**Aim of the exercise**
Please arrange the lines of the listing below as a numbered list, starting with the line containing "of the racket" and going on through the end of the listing, and leave out any blank lines.

— begin Data shown —

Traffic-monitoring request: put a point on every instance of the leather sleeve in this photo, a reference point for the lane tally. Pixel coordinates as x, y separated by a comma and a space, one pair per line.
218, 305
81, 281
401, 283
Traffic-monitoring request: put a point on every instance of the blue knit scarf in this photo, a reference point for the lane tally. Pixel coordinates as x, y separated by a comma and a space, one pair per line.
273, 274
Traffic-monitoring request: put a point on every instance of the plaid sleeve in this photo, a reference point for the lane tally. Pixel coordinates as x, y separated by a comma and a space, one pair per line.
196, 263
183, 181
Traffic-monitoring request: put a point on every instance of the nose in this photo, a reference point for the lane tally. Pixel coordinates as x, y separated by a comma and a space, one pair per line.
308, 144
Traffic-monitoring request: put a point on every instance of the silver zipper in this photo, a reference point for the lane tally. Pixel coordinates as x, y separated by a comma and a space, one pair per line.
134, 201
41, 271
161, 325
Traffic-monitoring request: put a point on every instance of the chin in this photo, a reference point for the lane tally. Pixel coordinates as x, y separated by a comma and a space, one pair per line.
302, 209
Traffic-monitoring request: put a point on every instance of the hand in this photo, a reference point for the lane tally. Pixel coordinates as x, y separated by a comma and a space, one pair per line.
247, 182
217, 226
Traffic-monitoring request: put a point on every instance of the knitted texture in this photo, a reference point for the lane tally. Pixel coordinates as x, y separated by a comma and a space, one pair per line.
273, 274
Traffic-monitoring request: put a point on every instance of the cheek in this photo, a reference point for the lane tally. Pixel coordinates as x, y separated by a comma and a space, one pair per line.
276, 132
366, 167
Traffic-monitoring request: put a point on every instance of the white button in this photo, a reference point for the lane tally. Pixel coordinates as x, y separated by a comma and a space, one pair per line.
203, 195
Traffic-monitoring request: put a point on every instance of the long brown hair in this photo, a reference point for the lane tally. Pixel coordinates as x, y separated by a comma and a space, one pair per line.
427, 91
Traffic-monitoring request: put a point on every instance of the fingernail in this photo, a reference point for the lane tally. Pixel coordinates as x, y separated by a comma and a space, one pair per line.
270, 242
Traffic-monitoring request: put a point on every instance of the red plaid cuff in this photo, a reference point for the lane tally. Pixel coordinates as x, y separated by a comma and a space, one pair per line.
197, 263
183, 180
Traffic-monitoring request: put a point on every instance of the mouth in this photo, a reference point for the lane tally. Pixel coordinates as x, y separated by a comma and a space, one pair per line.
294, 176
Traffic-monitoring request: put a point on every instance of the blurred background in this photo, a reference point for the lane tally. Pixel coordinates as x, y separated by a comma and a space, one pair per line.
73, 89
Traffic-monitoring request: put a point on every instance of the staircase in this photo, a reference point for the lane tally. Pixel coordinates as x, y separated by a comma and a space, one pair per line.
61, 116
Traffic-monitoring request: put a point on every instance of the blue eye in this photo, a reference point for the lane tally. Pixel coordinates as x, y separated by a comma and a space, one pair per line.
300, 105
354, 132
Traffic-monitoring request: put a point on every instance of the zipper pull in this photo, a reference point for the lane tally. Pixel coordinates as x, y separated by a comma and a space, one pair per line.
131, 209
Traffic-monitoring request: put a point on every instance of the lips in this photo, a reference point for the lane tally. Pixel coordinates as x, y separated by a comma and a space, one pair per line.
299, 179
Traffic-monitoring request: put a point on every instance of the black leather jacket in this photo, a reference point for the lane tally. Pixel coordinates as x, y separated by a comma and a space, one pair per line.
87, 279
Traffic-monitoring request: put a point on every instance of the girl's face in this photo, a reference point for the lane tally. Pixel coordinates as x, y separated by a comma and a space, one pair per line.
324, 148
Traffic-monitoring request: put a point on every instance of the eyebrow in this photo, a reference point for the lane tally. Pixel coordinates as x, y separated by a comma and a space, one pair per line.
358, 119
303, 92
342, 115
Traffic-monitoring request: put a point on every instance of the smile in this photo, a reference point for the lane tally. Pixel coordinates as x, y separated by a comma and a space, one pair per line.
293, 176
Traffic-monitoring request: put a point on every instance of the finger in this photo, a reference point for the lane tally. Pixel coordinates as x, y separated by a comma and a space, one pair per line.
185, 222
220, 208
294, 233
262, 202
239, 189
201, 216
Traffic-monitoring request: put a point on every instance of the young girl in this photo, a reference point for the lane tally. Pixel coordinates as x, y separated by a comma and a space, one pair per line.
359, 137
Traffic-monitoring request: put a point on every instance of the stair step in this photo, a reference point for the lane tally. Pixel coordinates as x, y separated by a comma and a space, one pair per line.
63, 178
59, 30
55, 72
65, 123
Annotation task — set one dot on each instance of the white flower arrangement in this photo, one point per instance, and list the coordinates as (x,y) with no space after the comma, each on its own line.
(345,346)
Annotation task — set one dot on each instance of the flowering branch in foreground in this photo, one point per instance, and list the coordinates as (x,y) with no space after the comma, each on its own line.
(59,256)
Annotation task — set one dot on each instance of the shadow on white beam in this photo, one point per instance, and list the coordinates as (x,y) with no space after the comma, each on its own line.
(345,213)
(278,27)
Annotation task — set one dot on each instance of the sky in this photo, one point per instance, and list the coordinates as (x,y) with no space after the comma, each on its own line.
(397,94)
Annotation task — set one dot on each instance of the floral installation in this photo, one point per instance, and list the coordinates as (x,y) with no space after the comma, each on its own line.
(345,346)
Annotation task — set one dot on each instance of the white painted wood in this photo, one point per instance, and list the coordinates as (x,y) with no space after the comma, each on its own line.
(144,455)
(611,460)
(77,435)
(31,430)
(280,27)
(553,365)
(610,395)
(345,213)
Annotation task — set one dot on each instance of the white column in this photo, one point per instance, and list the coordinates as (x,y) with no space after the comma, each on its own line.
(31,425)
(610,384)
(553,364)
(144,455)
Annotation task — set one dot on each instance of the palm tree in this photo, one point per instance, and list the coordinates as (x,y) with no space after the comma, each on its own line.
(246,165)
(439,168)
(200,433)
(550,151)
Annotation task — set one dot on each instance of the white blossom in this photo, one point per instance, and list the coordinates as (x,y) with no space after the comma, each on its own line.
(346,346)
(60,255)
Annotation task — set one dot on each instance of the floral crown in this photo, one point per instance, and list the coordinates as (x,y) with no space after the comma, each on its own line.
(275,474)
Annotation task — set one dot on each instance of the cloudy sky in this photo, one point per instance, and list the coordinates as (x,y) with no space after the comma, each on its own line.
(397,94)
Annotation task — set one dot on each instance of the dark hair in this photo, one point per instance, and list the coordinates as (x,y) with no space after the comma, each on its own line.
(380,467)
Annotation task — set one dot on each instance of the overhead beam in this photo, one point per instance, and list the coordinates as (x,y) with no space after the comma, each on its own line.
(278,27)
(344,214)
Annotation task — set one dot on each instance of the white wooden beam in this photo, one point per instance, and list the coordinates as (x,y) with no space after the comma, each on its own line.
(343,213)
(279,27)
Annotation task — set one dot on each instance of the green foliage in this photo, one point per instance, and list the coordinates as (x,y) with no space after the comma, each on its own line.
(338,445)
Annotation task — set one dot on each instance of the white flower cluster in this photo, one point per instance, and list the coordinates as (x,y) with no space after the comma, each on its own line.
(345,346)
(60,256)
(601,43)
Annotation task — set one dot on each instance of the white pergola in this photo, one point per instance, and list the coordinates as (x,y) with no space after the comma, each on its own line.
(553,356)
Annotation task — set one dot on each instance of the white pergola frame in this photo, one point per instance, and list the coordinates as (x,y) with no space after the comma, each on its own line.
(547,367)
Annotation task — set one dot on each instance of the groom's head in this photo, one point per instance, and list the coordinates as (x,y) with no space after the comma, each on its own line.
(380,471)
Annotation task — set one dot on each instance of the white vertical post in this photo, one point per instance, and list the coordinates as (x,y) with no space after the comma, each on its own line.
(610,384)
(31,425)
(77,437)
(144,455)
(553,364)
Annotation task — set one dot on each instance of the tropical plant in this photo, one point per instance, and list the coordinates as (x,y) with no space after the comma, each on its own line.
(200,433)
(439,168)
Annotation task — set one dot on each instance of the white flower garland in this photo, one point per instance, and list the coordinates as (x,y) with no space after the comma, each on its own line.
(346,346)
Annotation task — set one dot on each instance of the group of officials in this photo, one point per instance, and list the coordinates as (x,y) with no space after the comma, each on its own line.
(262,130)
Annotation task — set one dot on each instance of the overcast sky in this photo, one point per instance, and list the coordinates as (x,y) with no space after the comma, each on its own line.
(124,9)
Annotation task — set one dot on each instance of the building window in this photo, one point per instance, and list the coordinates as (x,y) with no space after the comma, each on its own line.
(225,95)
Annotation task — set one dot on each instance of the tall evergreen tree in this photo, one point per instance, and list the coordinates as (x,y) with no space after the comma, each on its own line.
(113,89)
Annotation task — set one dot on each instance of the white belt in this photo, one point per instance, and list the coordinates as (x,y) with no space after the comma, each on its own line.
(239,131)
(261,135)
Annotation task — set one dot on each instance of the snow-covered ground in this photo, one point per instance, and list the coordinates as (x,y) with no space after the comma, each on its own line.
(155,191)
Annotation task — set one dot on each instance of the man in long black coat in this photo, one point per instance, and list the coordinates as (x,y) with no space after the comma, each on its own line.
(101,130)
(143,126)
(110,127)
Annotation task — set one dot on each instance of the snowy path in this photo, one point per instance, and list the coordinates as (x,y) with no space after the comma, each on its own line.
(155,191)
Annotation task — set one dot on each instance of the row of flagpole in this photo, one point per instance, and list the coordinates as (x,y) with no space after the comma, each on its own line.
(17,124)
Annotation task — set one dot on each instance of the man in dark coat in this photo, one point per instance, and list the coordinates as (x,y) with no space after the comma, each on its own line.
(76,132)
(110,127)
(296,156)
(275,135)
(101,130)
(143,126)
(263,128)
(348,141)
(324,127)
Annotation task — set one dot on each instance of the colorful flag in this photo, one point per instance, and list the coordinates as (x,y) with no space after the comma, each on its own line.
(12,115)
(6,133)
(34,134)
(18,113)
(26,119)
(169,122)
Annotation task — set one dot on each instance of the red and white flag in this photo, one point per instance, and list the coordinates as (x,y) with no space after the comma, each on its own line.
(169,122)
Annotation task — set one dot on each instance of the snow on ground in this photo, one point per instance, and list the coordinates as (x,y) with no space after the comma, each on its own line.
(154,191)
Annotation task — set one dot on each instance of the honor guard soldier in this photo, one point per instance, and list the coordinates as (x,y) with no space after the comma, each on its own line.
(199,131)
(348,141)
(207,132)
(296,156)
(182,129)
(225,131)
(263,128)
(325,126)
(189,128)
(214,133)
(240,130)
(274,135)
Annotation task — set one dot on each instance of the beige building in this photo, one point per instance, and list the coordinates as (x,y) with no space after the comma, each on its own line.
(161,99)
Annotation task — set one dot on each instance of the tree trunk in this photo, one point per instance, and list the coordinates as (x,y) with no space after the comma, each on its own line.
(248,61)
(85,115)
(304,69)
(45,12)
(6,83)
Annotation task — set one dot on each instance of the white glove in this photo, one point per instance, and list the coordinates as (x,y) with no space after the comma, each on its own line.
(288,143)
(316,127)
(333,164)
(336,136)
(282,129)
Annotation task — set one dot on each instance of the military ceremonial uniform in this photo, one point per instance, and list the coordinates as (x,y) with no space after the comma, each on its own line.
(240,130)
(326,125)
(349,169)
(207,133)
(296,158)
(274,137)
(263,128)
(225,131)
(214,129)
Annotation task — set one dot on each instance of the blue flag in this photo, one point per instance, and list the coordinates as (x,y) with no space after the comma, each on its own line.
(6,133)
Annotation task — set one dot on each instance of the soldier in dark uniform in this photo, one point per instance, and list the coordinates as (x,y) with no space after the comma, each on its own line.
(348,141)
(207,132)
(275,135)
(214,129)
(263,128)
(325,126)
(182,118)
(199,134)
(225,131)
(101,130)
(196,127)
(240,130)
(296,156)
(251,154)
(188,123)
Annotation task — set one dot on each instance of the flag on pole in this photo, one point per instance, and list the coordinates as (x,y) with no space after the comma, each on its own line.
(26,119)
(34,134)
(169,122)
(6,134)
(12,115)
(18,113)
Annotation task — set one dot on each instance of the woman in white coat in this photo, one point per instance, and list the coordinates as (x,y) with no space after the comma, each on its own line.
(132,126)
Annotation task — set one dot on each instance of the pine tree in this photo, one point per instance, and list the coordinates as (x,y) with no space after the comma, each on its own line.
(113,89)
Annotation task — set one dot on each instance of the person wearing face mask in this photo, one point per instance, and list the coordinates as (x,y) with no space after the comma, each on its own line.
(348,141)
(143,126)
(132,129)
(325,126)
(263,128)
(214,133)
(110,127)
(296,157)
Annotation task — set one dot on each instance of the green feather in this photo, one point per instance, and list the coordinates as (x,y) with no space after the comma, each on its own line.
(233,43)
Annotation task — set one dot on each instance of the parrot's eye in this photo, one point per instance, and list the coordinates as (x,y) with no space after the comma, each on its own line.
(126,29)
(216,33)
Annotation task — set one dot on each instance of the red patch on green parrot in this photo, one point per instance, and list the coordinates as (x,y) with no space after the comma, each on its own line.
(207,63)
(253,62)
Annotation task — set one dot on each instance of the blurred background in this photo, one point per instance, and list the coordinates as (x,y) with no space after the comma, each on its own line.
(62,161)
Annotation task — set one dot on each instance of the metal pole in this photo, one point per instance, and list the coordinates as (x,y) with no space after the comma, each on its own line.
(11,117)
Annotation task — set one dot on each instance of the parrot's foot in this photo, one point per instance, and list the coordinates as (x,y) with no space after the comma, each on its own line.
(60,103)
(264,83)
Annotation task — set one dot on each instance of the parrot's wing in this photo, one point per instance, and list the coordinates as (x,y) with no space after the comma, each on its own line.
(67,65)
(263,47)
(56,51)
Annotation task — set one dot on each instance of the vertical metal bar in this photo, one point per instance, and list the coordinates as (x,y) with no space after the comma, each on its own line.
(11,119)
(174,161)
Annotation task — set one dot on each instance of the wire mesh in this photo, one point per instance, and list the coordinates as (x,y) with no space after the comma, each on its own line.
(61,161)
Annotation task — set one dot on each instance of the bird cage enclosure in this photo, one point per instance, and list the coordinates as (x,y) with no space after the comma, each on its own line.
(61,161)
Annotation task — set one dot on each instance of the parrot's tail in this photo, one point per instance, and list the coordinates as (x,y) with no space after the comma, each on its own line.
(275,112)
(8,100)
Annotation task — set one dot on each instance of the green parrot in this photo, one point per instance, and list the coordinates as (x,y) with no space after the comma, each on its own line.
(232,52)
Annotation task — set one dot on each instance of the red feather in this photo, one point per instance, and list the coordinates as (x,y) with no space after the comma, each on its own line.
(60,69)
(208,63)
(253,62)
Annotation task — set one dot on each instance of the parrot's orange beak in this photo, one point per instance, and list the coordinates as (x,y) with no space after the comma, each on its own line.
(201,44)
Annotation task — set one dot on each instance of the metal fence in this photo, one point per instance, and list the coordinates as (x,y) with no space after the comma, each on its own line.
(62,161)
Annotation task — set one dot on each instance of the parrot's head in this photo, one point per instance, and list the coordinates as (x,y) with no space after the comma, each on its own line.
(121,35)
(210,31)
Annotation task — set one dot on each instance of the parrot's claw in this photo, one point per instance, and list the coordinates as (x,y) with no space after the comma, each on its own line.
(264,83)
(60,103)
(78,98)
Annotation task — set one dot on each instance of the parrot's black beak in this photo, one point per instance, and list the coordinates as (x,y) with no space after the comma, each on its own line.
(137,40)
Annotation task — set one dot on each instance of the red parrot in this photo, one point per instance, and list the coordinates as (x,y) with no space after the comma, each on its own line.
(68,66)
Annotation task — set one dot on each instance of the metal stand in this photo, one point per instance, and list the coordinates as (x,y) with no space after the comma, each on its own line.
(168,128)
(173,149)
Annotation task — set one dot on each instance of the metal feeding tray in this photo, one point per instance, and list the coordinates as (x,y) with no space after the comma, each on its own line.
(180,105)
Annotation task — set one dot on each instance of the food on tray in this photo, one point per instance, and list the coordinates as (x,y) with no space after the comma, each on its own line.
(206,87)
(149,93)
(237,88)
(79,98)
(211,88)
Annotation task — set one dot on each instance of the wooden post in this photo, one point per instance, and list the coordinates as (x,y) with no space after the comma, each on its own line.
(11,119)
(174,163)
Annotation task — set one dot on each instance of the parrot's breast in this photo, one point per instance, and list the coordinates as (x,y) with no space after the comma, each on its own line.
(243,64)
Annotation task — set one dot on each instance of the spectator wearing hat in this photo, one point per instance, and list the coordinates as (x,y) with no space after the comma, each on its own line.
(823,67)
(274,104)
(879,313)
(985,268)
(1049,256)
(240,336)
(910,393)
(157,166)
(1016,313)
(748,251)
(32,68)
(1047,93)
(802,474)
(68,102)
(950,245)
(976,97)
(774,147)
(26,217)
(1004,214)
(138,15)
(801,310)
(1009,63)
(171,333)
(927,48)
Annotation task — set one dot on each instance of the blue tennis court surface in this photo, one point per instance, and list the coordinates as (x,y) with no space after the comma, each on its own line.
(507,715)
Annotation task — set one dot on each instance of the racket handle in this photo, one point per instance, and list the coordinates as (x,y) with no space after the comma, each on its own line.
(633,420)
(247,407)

— end Data shown —

**Exercise output**
1. Annotation task — set one dot on each instance of the racket handle in this photo, one point per instance, and list the coordinates as (x,y) with no space after the comma, each on its own line.
2. (633,420)
3. (247,407)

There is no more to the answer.